**Records for this exercise**

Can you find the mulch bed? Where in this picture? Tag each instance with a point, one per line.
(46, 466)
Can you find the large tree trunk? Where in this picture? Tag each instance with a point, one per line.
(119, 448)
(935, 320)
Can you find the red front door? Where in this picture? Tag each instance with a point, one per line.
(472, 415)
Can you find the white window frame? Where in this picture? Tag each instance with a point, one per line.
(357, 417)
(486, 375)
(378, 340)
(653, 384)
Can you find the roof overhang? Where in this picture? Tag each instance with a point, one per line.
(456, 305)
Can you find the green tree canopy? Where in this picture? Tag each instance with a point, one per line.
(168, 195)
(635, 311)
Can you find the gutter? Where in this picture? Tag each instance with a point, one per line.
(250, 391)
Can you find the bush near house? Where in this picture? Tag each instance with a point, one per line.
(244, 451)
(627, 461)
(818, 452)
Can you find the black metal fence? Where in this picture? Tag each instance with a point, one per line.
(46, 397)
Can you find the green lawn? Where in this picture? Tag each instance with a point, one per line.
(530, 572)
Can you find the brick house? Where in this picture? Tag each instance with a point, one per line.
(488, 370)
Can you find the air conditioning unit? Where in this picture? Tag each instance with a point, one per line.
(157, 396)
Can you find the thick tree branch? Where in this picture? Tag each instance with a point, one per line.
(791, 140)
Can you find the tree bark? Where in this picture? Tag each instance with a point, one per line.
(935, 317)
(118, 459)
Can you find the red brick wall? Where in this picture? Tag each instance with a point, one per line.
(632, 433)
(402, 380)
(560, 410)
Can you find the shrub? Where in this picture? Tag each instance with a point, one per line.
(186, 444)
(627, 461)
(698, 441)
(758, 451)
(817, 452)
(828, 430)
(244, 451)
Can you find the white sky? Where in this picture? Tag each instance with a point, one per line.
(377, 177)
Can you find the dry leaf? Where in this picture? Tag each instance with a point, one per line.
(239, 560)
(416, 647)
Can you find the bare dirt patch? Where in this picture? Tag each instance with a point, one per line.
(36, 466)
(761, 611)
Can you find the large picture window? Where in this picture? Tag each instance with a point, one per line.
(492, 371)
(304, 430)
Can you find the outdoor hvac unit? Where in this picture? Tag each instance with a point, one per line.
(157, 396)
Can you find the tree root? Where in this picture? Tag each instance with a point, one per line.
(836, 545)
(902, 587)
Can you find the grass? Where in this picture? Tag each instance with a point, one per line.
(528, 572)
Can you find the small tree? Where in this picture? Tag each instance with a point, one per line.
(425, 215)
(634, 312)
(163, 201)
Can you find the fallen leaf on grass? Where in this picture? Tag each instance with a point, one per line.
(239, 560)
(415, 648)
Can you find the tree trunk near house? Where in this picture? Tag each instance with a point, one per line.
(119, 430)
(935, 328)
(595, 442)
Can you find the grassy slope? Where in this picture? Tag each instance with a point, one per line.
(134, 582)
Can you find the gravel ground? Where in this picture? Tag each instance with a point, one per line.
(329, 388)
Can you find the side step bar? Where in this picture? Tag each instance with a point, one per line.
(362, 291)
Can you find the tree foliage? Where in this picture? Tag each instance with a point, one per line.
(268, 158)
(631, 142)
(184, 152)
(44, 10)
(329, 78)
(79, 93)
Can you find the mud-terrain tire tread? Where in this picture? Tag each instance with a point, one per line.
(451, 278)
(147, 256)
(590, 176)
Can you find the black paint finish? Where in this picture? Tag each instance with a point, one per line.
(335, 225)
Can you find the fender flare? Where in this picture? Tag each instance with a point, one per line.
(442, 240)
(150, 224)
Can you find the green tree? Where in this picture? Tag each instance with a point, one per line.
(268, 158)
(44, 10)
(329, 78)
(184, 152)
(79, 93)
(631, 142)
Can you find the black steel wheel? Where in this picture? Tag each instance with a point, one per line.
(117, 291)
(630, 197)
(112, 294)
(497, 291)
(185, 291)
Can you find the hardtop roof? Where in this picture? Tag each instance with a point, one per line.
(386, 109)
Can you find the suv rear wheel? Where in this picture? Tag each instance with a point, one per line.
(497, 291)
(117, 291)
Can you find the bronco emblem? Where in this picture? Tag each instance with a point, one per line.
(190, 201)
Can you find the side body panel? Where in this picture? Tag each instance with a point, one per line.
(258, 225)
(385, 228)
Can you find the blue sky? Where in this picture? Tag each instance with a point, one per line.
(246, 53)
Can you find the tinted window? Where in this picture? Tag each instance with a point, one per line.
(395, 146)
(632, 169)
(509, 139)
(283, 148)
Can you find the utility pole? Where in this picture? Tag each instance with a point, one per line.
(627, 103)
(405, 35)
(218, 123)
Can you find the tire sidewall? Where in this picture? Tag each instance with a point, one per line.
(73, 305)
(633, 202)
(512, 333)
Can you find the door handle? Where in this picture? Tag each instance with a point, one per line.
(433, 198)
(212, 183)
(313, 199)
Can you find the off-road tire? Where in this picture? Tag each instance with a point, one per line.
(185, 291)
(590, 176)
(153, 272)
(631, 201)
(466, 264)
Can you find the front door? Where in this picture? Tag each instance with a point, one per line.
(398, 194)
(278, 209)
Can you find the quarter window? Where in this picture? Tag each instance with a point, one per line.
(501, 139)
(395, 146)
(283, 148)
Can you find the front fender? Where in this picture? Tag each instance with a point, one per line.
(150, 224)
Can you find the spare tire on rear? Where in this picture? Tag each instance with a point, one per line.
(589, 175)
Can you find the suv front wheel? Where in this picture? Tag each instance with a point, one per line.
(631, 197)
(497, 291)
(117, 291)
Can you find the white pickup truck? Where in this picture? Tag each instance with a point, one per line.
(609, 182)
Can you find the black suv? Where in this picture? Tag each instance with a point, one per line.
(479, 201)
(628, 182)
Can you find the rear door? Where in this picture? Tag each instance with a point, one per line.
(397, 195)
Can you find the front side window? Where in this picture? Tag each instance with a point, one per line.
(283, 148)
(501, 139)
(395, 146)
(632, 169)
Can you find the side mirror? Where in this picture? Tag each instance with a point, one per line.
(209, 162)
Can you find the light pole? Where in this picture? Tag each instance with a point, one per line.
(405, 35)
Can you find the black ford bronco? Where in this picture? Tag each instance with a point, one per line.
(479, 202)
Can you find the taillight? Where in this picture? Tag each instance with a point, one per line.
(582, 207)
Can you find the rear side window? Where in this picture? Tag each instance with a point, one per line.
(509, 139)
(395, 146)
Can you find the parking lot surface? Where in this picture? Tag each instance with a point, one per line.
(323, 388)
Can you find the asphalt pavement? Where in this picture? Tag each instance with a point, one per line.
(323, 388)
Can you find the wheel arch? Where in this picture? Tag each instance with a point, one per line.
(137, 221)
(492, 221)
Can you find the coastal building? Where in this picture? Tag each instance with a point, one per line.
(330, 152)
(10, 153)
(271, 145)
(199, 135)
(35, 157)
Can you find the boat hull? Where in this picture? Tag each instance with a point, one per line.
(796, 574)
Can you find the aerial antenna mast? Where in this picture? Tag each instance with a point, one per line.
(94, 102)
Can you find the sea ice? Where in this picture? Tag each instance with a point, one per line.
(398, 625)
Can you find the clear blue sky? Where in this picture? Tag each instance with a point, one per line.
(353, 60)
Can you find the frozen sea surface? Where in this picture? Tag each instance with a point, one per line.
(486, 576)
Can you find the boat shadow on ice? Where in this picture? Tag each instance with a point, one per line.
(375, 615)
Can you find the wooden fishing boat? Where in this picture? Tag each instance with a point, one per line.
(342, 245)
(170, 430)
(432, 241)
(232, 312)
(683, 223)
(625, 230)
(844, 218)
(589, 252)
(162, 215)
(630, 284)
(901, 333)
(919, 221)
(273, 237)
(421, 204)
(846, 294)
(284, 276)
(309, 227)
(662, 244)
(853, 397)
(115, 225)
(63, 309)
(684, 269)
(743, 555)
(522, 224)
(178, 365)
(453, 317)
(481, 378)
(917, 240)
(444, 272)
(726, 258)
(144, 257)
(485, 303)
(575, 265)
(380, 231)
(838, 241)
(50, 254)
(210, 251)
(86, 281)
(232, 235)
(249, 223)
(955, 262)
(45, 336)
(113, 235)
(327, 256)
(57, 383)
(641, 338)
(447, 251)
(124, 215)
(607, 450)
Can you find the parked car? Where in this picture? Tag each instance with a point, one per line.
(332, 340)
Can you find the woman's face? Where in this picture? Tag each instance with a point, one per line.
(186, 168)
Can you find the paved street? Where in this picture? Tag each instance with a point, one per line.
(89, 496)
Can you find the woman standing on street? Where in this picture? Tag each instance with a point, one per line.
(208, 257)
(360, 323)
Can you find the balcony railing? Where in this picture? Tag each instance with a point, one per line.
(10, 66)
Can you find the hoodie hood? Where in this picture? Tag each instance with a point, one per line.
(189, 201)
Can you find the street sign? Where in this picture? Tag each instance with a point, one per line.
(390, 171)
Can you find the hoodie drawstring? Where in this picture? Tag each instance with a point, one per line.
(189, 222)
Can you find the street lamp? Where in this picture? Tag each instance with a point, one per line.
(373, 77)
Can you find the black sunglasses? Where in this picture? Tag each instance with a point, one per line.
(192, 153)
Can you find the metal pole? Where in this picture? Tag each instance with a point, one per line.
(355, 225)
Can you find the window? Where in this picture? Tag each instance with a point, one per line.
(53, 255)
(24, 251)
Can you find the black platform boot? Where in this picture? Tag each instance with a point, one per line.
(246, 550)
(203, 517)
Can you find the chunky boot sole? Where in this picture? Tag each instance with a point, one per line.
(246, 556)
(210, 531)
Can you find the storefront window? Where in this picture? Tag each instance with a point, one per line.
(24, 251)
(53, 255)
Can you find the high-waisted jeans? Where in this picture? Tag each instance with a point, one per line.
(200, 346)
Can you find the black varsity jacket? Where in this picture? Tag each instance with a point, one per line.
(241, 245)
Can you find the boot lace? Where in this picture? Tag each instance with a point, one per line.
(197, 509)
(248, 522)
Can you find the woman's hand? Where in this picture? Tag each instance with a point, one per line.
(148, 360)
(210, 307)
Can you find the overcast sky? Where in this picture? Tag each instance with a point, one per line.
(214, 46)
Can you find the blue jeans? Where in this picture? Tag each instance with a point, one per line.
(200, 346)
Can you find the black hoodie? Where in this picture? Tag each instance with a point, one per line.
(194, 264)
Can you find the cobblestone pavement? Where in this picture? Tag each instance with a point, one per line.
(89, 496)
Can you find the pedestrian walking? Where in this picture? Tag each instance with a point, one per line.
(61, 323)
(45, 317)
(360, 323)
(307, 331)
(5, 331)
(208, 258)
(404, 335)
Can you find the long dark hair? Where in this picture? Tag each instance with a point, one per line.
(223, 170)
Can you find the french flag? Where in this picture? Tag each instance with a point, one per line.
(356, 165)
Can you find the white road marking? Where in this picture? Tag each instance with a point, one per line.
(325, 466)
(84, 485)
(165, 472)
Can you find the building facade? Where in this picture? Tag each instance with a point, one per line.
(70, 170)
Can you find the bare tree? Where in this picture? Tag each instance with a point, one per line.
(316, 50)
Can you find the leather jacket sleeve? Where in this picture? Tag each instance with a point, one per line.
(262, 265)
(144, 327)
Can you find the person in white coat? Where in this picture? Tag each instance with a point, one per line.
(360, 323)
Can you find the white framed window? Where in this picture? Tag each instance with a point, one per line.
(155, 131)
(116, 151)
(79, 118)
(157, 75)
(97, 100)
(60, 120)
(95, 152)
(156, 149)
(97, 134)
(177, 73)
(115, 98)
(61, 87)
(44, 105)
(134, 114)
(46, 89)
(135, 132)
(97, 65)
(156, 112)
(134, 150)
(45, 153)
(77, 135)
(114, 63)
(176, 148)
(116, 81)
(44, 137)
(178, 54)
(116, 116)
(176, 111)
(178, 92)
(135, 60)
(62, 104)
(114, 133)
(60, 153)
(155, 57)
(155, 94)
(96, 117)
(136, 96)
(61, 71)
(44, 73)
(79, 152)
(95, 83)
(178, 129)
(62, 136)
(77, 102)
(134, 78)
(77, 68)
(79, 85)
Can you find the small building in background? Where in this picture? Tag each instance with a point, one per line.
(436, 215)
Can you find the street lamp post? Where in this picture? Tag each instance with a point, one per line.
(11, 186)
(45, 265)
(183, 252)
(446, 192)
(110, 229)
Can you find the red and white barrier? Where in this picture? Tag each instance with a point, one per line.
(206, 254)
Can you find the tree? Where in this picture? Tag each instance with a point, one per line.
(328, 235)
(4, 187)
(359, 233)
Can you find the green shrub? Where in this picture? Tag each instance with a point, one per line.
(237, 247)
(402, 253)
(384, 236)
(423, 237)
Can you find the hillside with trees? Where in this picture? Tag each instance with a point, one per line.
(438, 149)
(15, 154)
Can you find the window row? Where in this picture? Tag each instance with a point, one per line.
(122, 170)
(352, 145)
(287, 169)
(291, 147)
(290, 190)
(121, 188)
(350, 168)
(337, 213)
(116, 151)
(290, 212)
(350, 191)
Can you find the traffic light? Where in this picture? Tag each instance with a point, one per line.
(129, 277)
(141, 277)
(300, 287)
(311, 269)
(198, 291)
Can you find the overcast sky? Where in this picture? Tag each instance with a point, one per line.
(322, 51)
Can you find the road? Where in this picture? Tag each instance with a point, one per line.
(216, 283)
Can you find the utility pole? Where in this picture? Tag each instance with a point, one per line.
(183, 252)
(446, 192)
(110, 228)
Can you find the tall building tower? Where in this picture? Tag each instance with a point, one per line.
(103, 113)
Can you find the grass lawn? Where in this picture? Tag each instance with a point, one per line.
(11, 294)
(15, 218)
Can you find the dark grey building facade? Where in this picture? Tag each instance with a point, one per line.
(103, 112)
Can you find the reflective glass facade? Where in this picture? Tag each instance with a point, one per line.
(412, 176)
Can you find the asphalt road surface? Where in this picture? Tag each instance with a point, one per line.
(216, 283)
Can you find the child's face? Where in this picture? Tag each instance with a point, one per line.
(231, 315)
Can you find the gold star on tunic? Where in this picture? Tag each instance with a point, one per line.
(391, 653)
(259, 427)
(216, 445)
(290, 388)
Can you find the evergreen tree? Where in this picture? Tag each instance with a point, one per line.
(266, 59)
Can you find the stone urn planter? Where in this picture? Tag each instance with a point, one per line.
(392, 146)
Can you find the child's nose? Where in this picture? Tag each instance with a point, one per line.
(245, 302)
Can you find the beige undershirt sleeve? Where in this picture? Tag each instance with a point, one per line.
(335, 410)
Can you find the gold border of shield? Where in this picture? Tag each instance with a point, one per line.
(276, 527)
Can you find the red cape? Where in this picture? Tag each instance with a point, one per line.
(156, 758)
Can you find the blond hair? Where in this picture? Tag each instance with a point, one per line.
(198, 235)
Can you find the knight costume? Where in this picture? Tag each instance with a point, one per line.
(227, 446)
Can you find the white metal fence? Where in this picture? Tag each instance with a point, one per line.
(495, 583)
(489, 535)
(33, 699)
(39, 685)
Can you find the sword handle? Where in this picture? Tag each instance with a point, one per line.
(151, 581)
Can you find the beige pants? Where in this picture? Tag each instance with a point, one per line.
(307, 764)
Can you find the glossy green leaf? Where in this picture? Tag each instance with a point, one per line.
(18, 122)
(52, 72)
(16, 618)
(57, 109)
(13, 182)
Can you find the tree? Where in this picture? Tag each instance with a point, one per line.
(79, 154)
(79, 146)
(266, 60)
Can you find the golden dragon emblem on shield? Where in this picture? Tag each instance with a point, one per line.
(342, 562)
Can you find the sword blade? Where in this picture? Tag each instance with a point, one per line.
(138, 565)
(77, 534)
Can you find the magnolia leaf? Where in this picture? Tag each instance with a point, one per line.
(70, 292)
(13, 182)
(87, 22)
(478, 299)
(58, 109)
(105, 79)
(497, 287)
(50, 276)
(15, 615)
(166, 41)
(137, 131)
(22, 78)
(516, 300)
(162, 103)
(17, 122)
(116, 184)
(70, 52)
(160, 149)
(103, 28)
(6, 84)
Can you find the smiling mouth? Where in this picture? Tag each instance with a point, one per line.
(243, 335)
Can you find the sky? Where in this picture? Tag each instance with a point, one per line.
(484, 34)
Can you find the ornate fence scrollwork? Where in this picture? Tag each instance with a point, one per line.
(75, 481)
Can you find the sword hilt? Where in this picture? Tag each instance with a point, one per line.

**Work to be completed**
Give again only the lines of the material above that run from the one with "Can you find the golden" through the end, both included, exactly as they appear.

**Solution to this problem**
Can you find the golden dragon emblem on shield? Where in this picture? Tag each instance with a point, one per line.
(342, 562)
Can you find the sword blade? Where in this picture? Tag each instance with a point, one per line.
(138, 565)
(77, 534)
Can you find the magnolia leaf? Where in this picture? Tag each instance with a point, one per line.
(70, 292)
(13, 182)
(87, 22)
(478, 299)
(58, 109)
(105, 79)
(497, 287)
(50, 276)
(15, 615)
(166, 41)
(137, 131)
(22, 78)
(516, 300)
(162, 103)
(17, 122)
(116, 184)
(70, 52)
(160, 149)
(103, 28)
(6, 84)
Can you find the smiling mouth? Where in this picture? Tag each instance with a point, one per line.
(243, 335)
Can you find the sky? Where in this picture? Tag each instance with a point, one per line.
(484, 34)
Can you find the ornate fence scrollwork? Where in this picture? Tag each instance with a point, one per line.
(75, 481)
Can you find the sword hilt? Where in this picture? Tag each instance with a point, one per line.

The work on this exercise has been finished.